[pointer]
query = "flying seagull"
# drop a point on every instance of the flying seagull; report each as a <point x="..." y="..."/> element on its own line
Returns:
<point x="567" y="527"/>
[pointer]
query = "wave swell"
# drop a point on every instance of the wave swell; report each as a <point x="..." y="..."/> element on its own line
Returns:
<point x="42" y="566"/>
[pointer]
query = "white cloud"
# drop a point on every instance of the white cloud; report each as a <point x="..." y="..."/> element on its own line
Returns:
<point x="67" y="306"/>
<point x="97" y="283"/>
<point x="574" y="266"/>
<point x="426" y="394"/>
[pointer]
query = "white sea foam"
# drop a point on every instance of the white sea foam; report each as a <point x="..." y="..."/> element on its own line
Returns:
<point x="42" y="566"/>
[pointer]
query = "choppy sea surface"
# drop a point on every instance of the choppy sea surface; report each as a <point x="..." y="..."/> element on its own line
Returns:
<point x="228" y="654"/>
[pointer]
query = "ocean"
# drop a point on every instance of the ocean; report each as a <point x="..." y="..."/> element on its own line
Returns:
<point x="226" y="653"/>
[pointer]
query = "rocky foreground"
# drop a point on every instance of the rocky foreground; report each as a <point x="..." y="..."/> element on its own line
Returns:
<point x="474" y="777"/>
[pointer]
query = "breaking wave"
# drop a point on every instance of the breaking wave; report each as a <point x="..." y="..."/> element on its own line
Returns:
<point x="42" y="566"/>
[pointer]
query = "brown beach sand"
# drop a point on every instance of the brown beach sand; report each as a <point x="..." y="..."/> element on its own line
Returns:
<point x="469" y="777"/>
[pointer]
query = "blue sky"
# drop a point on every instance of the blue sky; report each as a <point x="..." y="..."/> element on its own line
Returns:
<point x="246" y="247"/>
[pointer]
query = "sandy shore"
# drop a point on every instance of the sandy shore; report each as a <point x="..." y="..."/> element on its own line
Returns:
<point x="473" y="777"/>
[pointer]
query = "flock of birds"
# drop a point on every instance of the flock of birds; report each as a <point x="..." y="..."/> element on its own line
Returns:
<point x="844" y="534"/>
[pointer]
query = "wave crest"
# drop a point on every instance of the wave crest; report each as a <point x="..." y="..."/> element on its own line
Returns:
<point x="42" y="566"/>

================================

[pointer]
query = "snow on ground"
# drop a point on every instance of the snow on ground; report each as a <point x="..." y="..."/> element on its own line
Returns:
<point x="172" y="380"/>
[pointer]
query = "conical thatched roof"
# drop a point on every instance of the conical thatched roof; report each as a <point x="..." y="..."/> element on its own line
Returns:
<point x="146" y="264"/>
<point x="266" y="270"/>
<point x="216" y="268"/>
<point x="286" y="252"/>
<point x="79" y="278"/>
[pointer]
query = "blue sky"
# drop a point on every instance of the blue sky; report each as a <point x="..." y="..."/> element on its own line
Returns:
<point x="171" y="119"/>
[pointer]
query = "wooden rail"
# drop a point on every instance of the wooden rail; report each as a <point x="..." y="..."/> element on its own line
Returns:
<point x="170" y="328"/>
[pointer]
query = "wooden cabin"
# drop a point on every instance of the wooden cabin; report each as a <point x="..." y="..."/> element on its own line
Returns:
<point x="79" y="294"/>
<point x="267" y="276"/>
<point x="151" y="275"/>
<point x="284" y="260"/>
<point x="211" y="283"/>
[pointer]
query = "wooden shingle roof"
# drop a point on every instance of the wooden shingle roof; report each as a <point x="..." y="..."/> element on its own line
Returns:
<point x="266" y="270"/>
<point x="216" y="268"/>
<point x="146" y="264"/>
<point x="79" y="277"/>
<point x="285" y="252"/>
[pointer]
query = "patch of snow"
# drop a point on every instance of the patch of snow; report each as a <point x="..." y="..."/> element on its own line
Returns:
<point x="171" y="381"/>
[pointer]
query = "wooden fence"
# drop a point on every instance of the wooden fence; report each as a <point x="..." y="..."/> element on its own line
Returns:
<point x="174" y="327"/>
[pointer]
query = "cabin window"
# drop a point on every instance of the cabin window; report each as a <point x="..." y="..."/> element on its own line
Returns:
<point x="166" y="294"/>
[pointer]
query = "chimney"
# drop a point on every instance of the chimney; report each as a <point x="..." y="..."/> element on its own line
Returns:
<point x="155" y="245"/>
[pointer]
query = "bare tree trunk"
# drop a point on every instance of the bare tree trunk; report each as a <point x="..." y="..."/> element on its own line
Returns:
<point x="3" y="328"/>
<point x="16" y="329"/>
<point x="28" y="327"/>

================================

#### HOW TO COMPLETE THIS TASK
Check each line of the data for "crest". Copy the lines where it turns up.

#### RESPONSE
query = "wave crest"
# drop a point on every instance of the wave crest; report each as a <point x="..." y="..."/> element on its own line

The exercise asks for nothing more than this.